-- Given text follows --

6.6 For Convex Functions
For convex $f$:
- FONC ($\nabla f = 0$) is both necessary AND sufficient for global optimality
- No need to check the Hessian
- This is the power of convexity
Implementation (60 min)
Exercise 1: Finding and Classifying Stationary Points
# See: code/week01/optimality_conditions.py
Find all stationary points of a 2D function, classify each.
Exercise 2: Saddle Point Detection
Identify and visualize saddle points — show descent directions (negative curvature eigenvectors).
Exercise 3: Optimality Diagnostics
Given a "solution" from an optimizer, verify the optimality conditions and report:
- Gradient norm (should be ~0)
- Hessian eigenvalues (should be ≥0)
- Condition number (large = poorly conditioned)
Exercise 4: Escape from Saddle Points
Demonstrate that adding noise to gradient descent helps escape saddle points.
Practice (45 min)
For each function, find all stationary points and classify them:
- $f(x) = x^3 - 3x$ → two stationary points, classify each
- $f(x,y) = x^2 + y^2 - 2x - 4y + 5$ → complete the square
- $f(x,y) = x^3 + y^3 - 3xy$ → three stationary points
- $f(x,y) = \sin(x)\sin(y)$ on $[0, 2\pi]^2$ → multiple, many saddles
- $f(x,y) = x^2 y^2$ → degenerate Hessian at origin
- $f(x) = x^4 - 2x^2 + 1$ → minima and maximum
- $f(x,y,z) = x^2 + y^2 - z^2$ → saddle at origin
- $f(x) = \|Ax - b\|^2$ where $A$ is rank-deficient → infinitely many minimizers
Expert Challenges
🎯 Challenge 1: Convergence criteria in Ceres
**Problem:** Ceres Solver reports convergence based on three thresholds: (1) gradient tolerance, (2) relative function change, (3) relative parameter change. Map each to the optimality conditions. Which is the most theoretically justified?

-- Given text concluded --
-- Dataset excerpt follows --

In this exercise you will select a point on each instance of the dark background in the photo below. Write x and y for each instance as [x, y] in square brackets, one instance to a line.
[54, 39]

-- Dataset excerpt concluded --

> _Activity 1_: Set down the part of the text on optimality conditions that opens with the words containing "- Hessian eigenvalues" and closes with "Practice (45 min)".
> _Activity 2_: According to the text on optimality conditions, what is Exercise 4 meant to demonstrate?
The material above is separate from the text on optimality conditions and is not covered by the tasks.

> _Exercise response 1_:
- Hessian eigenvalues (should be ≥0)
- Condition number (large = poorly conditioned)
Exercise 4: Escape from Saddle Points
Demonstrate that adding noise to gradient descent helps escape saddle points.
Practice (45 min)

> _Exercise response 2_: It is meant to demonstrate that adding noise to gradient descent helps escape saddle points.